[Saved data entries]
>>>

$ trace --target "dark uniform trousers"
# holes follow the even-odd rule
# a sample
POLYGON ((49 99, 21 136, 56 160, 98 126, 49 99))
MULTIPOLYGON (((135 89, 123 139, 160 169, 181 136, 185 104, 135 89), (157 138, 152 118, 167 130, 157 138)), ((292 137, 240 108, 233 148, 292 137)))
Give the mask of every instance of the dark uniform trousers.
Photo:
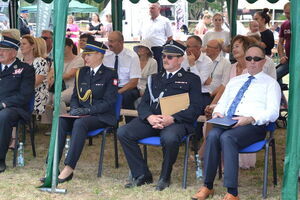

<<<

Please write out, word for word, each line from the one with "POLYGON ((49 99, 21" to the last line of the data, keeping both ends and omitting pictures.

▶ Exercise result:
POLYGON ((49 99, 21 136, 56 160, 98 126, 49 99))
MULTIPOLYGON (((135 89, 123 139, 160 169, 181 136, 185 104, 135 89), (157 138, 152 118, 167 130, 157 138)), ((292 137, 240 108, 233 148, 292 137)))
Give the mask of every instance of the dark uniform trousers.
Photo:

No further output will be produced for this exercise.